<<<<

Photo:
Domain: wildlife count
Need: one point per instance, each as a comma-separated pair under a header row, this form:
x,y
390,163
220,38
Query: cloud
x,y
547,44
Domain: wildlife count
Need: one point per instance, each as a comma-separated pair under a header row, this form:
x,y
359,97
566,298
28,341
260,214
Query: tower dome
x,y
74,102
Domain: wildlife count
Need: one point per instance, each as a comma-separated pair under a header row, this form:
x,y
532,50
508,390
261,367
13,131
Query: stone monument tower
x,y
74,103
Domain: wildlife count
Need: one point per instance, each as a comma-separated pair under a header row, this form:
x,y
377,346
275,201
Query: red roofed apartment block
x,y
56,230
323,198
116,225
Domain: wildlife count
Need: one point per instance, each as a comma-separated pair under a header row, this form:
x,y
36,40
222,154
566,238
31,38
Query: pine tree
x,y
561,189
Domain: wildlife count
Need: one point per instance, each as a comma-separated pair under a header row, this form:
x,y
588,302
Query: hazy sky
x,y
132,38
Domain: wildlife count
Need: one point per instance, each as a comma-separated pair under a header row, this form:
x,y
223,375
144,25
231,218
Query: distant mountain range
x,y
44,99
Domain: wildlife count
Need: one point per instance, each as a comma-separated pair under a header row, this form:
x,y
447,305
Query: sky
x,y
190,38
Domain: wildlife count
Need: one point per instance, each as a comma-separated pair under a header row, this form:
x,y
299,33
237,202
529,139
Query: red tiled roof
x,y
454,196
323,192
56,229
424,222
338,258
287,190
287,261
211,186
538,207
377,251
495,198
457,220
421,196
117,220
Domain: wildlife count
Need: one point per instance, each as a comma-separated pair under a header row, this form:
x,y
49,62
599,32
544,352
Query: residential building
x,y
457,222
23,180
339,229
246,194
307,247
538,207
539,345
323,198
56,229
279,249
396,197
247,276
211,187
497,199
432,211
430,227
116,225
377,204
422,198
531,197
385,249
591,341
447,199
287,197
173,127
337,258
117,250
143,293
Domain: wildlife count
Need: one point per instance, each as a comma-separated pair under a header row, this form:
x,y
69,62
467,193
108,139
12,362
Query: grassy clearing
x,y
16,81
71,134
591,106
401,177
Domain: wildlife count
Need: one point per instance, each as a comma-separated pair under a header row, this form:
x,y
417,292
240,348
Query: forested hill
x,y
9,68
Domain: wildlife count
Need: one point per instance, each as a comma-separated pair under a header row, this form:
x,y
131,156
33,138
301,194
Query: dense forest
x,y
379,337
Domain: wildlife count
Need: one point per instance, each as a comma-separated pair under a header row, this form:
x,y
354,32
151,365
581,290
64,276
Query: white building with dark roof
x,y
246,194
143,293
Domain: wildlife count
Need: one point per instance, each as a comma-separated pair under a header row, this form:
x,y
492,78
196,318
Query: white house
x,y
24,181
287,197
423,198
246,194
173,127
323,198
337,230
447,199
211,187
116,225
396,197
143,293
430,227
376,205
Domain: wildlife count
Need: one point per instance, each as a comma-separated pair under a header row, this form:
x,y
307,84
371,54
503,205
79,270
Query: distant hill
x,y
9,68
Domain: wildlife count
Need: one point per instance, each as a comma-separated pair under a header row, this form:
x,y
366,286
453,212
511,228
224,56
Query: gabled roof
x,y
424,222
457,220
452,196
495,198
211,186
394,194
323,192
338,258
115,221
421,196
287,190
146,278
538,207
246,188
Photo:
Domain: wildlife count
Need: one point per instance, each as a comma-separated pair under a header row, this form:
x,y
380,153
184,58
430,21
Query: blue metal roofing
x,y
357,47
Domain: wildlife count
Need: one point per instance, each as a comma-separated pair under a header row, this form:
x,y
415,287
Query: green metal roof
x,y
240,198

>>>>

Task brief —
Write every line of the material above again, exactly.

Answer to this task —
Photo:
Domain: wildlife count
Need: one point per instance, each as a comma-separated pair under a header row, this form:
x,y
390,163
220,38
Query: cloud
x,y
547,44
Domain: wildlife count
Need: one point per instance, each as a comma-separated pair under a header row, this form:
x,y
359,97
566,298
28,341
260,214
Query: tower dome
x,y
74,102
Domain: wildlife count
Need: one point per instance, each as a comma-separated pair under a header row, this form:
x,y
532,50
508,390
261,367
13,131
Query: stone monument tower
x,y
74,103
Domain: wildlife count
Need: one point per instance, each as a comma-separated pair under a header row, this form:
x,y
377,346
275,201
Query: red roofed apartment block
x,y
56,230
323,198
116,225
Domain: wildlife count
Need: one point per instance, each as a comma-separated pair under a header row, this form:
x,y
36,40
222,154
566,238
31,38
Query: pine tree
x,y
561,189
Domain: wildlife count
Need: one point per instance, each as a comma-separated pair under a header row, this form:
x,y
588,302
Query: hazy sky
x,y
132,38
Domain: wildlife count
Need: one point per instance, each as a comma-separated pair under a header row, this form:
x,y
223,375
144,25
231,218
Query: distant mountain range
x,y
44,99
Domain: wildlife count
Need: one point per instance, each as a comma-separated pair under a header row, this form:
x,y
447,305
Query: sky
x,y
190,38
Domain: wildlife count
Need: one point per instance, each as a comma-separated pair under a header row, this form:
x,y
299,33
237,202
529,139
Query: red tiled roof
x,y
454,196
323,192
56,229
424,222
338,258
287,190
287,261
211,186
538,207
377,251
495,198
457,220
421,196
117,220
Domain: wildlife count
Need: one point per instance, each as a comma-separated pair under a header row, this form:
x,y
49,62
599,32
544,352
Query: residential building
x,y
457,222
23,180
339,229
246,194
307,247
538,207
539,345
323,198
56,229
279,249
396,197
247,276
211,187
497,199
432,211
430,227
116,225
377,204
422,198
531,197
385,249
591,341
447,199
287,197
173,127
337,258
117,250
143,293
Domain: wildlife count
Need: one point per instance, each as a comma-separated pair under a header row, this form:
x,y
69,62
467,193
108,139
12,362
Query: grassy clearing
x,y
16,81
71,134
591,106
401,177
Domain: wildlife count
Need: one point per instance, each as a comma-separated pair under a header row, this form:
x,y
417,292
240,348
Query: forested hill
x,y
9,68
Domain: wildlife count
Need: one point per instance, each as a comma-separated pair under a header row, this form:
x,y
131,156
33,138
301,194
Query: dense forest
x,y
379,337
Domain: wildlife count
Need: one point per instance, each as a comma-separated pair under a header row, this form:
x,y
354,32
151,365
581,290
64,276
Query: white building with dark roof
x,y
246,194
143,293
Domain: wildlife count
Need: one point per instance, each as a comma-separated pair under a header row, this form:
x,y
492,78
196,318
Query: white house
x,y
24,181
287,197
423,198
246,194
173,127
323,198
337,230
447,199
211,187
116,225
396,197
143,293
430,227
376,205
Domain: wildlife count
Need: one point per instance, each as a comma-separated pair under a header row, this form:
x,y
307,84
371,54
503,205
79,270
Query: distant hill
x,y
9,68
Domain: wildlife count
Need: one point per instance, each as a comma-separated pair under a header row, this form:
x,y
366,286
453,212
511,228
224,56
Query: gabled roof
x,y
424,222
457,220
452,196
495,198
211,186
394,194
323,192
338,258
115,221
421,196
287,190
146,278
538,207
246,188
Photo:
Domain: wildlife count
Need: one point per instance, each as a comma-separated pair under a header row, this form:
x,y
380,153
184,58
430,21
Query: blue metal roofing
x,y
357,47
Domain: wildlife count
Need: one point per instance, each as a comma-separated pair under a header row, this form:
x,y
415,287
Query: green metal roof
x,y
240,198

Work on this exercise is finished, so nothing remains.